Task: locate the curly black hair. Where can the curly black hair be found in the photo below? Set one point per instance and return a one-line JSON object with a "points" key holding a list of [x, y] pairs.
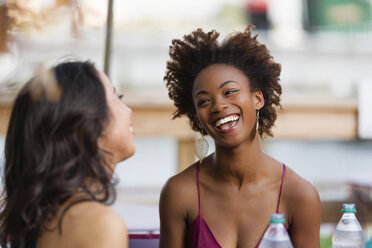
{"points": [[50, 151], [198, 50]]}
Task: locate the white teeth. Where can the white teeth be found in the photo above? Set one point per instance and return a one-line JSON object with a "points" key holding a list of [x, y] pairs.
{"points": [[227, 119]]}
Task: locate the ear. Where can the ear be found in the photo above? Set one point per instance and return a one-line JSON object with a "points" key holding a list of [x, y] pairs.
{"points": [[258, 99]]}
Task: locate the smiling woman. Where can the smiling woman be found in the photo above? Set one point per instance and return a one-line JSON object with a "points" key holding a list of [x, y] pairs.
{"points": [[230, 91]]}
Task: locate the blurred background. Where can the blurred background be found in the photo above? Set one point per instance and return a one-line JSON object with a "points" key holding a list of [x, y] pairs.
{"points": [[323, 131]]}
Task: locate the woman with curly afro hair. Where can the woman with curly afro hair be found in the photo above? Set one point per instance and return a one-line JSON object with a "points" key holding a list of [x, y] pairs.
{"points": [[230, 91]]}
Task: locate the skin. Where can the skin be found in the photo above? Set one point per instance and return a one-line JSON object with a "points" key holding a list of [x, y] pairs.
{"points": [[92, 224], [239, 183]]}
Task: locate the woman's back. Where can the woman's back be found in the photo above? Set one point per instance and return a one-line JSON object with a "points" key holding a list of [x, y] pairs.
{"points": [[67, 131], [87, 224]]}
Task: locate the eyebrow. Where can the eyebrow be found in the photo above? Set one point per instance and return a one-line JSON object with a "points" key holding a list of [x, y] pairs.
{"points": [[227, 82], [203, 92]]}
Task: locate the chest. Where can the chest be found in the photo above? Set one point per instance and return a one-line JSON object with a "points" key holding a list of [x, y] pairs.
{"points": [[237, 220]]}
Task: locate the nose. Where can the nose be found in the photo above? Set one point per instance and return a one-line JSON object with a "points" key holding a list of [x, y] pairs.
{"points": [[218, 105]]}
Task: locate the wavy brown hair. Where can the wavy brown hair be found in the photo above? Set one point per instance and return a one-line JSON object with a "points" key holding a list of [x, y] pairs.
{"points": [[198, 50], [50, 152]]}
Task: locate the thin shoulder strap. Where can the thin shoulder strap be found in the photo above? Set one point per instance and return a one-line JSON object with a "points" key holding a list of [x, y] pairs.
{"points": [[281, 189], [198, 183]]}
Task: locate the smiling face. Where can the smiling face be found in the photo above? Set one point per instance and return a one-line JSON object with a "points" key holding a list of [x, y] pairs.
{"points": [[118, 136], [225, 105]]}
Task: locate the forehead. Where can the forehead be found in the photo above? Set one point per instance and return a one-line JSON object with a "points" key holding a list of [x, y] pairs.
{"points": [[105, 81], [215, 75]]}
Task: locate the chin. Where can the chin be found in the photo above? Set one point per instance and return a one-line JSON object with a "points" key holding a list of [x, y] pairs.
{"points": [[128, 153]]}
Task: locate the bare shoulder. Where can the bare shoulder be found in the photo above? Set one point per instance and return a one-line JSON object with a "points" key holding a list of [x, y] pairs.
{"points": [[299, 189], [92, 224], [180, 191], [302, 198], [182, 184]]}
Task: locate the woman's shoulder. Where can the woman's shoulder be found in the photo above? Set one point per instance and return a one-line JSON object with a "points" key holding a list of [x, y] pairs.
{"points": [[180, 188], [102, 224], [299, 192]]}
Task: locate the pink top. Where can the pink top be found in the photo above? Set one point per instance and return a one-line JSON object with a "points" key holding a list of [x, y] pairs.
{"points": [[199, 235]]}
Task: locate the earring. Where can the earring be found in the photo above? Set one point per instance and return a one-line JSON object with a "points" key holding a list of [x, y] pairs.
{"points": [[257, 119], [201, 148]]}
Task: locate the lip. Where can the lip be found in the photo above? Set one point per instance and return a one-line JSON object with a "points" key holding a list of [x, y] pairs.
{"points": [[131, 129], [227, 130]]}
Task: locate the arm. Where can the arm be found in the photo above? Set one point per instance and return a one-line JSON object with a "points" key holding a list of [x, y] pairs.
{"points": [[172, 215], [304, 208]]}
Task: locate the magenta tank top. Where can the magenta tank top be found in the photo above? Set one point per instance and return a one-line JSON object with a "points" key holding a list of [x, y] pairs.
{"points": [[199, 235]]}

*-*-*

__Description of the task__
The answer must be the full listing above, copied exactly, with no pictures in it.

__Answer to the problem__
Task: locate the curly black hair. Where can the curly black hair be found in the photo below? Set one point per instance and return a one-line JSON object with a "points" key holding a list of [x, y] pairs.
{"points": [[50, 151], [198, 50]]}
Task: locate the white teeth. Where can the white teeth be found in the photo above? Set one point per instance and return a one-line JSON object with a "points" key holding a list of [x, y] pairs.
{"points": [[227, 119]]}
Task: locate the ear. Where can the ear be found in the photo above? Set one point per instance and return a one-line JSON object with a "points" key holding a list of [x, y] pairs.
{"points": [[258, 99]]}
Task: locate the smiling woman. Where can the smiling woman be found in the photo above? Set one point per instance and return a one-line JSON object with a "points" key holding a list of [x, y] pairs.
{"points": [[230, 91]]}
Task: locate the blurred background. Where can the blurred background be found in the photo above? Set one point per instance and return a one-line JSON object with a "points" key holding a list of [x, y] pairs.
{"points": [[323, 131]]}
Task: locate the woman with curly afro hair. Where can the woman with curly afro hair be found in the photo above? Set one point per instance and return a one-line JSON object with a "points" key holding a list of [x, y] pairs.
{"points": [[230, 91]]}
Task: locate the skin. Where can the skin be found in the photo above? Set one point per instance and return a one-line JSON object with a "points" key holding a list of [x, y] pairs.
{"points": [[92, 224], [239, 183]]}
Task: locate the woman's back. Where can the woman's back be found in the photo above? Set one point per instance and return a one-line JSON object with a "points" key holding a list of [x, y] pairs.
{"points": [[67, 131], [87, 224]]}
Task: locate the eyebrow. Where can the eyebrow be found in the photo above? Set one point per instance and return a one-line JSON object with a "points" key holding a list of [x, y] pairs.
{"points": [[227, 82], [203, 92]]}
Task: locate the chest. Where can the chest be found in the photo above? Set one point per instance and return a one-line JSON object with a "points" key holding a list of [x, y] pairs.
{"points": [[237, 220]]}
Task: locate the nose. Where can the nose be found in the photo above? Set one point per instance and return a one-line JSON object with a "points" key holding a list of [x, y] pairs.
{"points": [[218, 105]]}
Task: locate the wavy brown hair. Where can the wavy brown hair be found in the photo above? Set one point per instance and return a one-line JSON object with a "points" key holding a list of [x, y] pairs.
{"points": [[198, 50], [50, 152]]}
Task: locate the thin shoulder strap. Where can the thin shoulder strap be found in the photo above? Set one point per instance and return a one-line JSON object with a "points" key holding a list of [x, y] pairs.
{"points": [[281, 189], [198, 183]]}
Task: locate the smiling face. Where can the smiling face be found in the photo above? Set one point per instance and return a one-line JSON object with a "points" key holding a list of [x, y] pairs.
{"points": [[118, 136], [225, 105]]}
Task: locate the forehead. Where can the forehead be found in the photo above? Set one point per instance and return a one-line JSON object with a "points" key holding a list of [x, y] pairs.
{"points": [[105, 81], [215, 75]]}
Task: locate the chin. Where can the chin be found in the photo above? Set one point per instance and return a one-line JSON object with a "points" key holding a list of [x, y] pairs.
{"points": [[128, 153]]}
Task: locate the bare shoulder. Where can the bare shoulder be found in the photo above? Set one point per instance and return a one-line JSON object with a "points" key holding a list of [x, y] pairs.
{"points": [[299, 189], [92, 224], [180, 191], [302, 198], [182, 184]]}
Task: locate the woman's shoulder. Where can the woman's shoulder be found in the photo above? Set one point per instance and return a one-line JSON object with a "points" key holding a list of [x, y] pairs.
{"points": [[180, 188], [102, 224], [299, 192]]}
Task: locate the pink top. Where can the pink top be found in the photo above? Set one point per instance and return a one-line JSON object with a "points" key holding a list of [x, y] pairs.
{"points": [[199, 235]]}
Task: locate the earring. Where can the earring be found in the photo above? Set one point per instance and return a one-line JSON object with a "points" key holding a list of [x, y] pairs.
{"points": [[257, 119], [201, 148]]}
Task: locate the lip. Where can the lip be found in the photo above? Set one point per instance and return a one-line JSON object with a "points" key holding a list of [x, y] pairs.
{"points": [[131, 129], [227, 130]]}
Task: locate the arm. Where can the arm be found in the photo above? Set one point per instance and return a one-line JSON object with a "points" key holding a list of [x, y] pairs.
{"points": [[172, 215], [304, 208]]}
Task: locate the magenta tank top. Where can the magenta tank top be found in the photo above? Set one point per instance and return a one-line JSON object with a "points" key holding a list of [x, y] pairs.
{"points": [[199, 235]]}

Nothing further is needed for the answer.